Input data:
┌──
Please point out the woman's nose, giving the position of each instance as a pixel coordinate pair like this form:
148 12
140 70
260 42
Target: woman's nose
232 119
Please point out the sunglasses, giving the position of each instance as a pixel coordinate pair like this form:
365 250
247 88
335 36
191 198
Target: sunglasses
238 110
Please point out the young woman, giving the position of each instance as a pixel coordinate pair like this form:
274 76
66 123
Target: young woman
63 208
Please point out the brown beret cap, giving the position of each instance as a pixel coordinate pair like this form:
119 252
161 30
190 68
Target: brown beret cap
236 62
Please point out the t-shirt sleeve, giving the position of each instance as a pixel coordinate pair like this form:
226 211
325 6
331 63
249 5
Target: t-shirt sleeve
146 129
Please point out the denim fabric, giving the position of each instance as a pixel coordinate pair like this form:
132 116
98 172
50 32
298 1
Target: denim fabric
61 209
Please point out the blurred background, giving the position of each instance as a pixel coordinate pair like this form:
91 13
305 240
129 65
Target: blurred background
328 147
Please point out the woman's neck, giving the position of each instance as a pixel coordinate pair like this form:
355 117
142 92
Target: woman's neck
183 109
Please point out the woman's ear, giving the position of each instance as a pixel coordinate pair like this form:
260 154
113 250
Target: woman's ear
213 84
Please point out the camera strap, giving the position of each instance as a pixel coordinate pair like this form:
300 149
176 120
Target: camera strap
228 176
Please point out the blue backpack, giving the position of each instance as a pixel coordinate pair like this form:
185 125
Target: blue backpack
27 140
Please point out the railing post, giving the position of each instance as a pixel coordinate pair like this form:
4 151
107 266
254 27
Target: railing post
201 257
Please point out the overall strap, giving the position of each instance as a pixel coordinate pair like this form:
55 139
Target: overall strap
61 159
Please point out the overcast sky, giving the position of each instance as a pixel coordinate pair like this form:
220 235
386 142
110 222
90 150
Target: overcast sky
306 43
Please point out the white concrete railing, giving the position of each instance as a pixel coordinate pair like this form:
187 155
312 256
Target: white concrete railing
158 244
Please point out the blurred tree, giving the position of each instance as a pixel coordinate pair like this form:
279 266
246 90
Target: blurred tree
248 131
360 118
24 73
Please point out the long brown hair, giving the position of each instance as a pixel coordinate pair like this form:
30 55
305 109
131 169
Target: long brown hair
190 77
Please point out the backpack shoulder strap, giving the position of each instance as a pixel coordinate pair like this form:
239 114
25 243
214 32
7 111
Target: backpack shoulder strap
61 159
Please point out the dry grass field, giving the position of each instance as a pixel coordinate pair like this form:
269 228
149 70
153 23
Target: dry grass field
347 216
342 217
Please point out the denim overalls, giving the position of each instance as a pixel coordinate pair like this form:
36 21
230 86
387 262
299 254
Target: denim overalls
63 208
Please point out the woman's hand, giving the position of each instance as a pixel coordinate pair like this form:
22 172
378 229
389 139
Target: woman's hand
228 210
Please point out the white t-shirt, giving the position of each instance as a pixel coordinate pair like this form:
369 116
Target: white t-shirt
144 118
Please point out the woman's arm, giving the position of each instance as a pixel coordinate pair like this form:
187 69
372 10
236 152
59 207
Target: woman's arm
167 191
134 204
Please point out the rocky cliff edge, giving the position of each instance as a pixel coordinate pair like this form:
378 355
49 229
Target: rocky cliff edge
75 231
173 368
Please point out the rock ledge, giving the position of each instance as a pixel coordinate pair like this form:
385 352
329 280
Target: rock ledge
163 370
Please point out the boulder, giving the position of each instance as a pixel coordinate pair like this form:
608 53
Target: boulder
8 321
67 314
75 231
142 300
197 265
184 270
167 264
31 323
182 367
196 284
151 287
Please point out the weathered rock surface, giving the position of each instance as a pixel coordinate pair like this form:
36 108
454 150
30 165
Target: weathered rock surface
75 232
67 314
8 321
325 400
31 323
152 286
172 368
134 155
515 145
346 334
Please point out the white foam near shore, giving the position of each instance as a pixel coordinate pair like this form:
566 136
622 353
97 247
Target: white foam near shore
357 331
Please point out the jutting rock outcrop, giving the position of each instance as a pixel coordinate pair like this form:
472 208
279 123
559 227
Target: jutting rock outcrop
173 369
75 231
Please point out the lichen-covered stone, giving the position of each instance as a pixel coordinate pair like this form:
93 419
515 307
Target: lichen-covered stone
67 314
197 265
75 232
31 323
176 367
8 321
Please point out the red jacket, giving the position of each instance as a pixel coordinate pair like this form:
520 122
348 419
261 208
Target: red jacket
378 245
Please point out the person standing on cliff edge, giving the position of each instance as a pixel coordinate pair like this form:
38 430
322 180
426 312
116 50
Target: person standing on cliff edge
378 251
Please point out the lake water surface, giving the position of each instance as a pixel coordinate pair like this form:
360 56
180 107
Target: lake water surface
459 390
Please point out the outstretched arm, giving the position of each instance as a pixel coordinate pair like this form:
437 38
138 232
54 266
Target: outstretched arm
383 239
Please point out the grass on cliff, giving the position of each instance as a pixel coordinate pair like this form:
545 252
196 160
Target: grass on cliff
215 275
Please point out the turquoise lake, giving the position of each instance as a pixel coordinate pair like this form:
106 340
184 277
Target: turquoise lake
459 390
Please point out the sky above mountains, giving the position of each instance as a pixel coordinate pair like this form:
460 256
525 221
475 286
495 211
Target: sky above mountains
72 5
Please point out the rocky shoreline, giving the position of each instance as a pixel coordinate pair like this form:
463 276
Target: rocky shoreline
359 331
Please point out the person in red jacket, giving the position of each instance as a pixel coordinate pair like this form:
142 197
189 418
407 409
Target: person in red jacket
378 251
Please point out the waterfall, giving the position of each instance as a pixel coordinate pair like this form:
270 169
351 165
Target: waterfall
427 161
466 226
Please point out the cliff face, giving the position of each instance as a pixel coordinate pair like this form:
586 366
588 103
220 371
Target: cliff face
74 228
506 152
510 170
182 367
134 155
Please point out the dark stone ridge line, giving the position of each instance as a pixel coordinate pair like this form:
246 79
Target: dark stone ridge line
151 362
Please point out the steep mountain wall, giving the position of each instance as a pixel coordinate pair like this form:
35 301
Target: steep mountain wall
└──
Instructions for the task: Return the lines above that include the string "wall".

Answer for this exercise:
Please point out the steep mountain wall, giving the position of each instance as a pixel coordinate pair like this form:
Target: steep mountain wall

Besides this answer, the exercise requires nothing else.